- **Aim**: Please convert the data below into a two-column CSV with the header note,points. Give one row per note, putting the note's text in one quoted field and all of its listed points in the other, with any line breaks replaced by spaces.

— start Provided records —

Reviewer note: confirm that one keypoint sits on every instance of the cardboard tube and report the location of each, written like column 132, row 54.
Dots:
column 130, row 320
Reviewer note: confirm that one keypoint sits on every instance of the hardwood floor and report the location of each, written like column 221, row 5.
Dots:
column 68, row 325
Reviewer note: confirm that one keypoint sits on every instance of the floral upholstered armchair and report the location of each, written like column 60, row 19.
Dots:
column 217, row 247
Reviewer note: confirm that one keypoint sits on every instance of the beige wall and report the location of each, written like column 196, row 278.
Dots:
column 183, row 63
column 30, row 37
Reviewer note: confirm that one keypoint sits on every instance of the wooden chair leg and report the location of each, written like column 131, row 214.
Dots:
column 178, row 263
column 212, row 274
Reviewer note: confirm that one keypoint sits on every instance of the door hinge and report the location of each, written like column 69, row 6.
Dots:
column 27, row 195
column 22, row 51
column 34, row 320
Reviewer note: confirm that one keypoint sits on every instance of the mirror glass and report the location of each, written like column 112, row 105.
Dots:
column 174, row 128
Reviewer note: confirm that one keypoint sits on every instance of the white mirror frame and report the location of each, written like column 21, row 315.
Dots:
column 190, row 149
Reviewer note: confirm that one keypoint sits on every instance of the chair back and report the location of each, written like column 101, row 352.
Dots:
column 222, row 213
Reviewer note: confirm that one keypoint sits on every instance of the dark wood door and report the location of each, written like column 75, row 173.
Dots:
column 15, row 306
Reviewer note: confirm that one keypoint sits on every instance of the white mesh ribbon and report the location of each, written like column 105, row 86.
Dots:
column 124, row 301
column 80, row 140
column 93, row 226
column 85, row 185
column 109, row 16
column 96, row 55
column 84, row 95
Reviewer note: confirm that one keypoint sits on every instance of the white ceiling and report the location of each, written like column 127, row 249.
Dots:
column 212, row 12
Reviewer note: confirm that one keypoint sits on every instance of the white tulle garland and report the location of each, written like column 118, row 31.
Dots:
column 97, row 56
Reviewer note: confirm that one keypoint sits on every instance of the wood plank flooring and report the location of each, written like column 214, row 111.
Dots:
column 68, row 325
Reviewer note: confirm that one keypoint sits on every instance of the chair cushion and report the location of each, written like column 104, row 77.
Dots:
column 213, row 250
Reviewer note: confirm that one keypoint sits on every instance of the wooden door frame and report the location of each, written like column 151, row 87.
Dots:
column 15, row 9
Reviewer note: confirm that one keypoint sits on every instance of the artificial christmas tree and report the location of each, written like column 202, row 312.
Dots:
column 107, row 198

— end Provided records —

- **Solution for this problem**:
note,points
"Reviewer note: confirm that one keypoint sits on every instance of the cardboard tube and report the location of each, written like column 132, row 54. Dots:","column 130, row 320"
"Reviewer note: confirm that one keypoint sits on every instance of the hardwood floor and report the location of each, written like column 221, row 5. Dots:","column 68, row 325"
"Reviewer note: confirm that one keypoint sits on every instance of the floral upholstered armchair and report the location of each, written like column 60, row 19. Dots:","column 217, row 247"
"Reviewer note: confirm that one keypoint sits on every instance of the beige wall and report the location of each, written like column 196, row 278. Dots:","column 183, row 63 column 30, row 37"
"Reviewer note: confirm that one keypoint sits on every instance of the wooden chair leg and report the location of each, written like column 131, row 214. Dots:","column 178, row 263 column 212, row 274"
"Reviewer note: confirm that one keypoint sits on every instance of the door hinge and report the location of each, written like column 69, row 6. Dots:","column 27, row 195 column 22, row 51 column 34, row 320"
"Reviewer note: confirm that one keypoint sits on every instance of the mirror glass and report the location of each, written like column 112, row 105. Dots:","column 174, row 128"
"Reviewer note: confirm that one keypoint sits on every instance of the white mirror frame and report the location of each, written like column 21, row 315. Dots:","column 190, row 149"
"Reviewer note: confirm that one keypoint sits on every instance of the chair back and report the location of each, written like column 101, row 352. Dots:","column 222, row 213"
"Reviewer note: confirm that one keypoint sits on every instance of the dark wood door and report the location of each, written like column 75, row 173. Dots:","column 15, row 306"
"Reviewer note: confirm that one keypoint sits on every instance of the white mesh ribbon and report the location of each, written like column 105, row 86. Dots:","column 124, row 301 column 80, row 140 column 93, row 226 column 85, row 185 column 109, row 16 column 96, row 55 column 84, row 95"
"Reviewer note: confirm that one keypoint sits on every instance of the white ceiling and report the location of each, written like column 127, row 249. Dots:","column 212, row 12"
"Reviewer note: confirm that one keypoint sits on every instance of the white tulle garland and report the location of each, written like column 118, row 31. Dots:","column 97, row 56"
"Reviewer note: confirm that one keypoint sits on every instance of the wood plank flooring and report the location of each, written like column 214, row 111. Dots:","column 68, row 325"
"Reviewer note: confirm that one keypoint sits on every instance of the chair cushion and report the location of each, written like column 104, row 77. Dots:","column 213, row 250"
"Reviewer note: confirm that one keypoint sits on every instance of the wooden door frame and report the location of each, written like column 151, row 87. Dots:","column 15, row 9"
"Reviewer note: confirm that one keypoint sits on every instance of the artificial christmas tree and report the location of each, written like column 202, row 312. Dots:","column 107, row 198"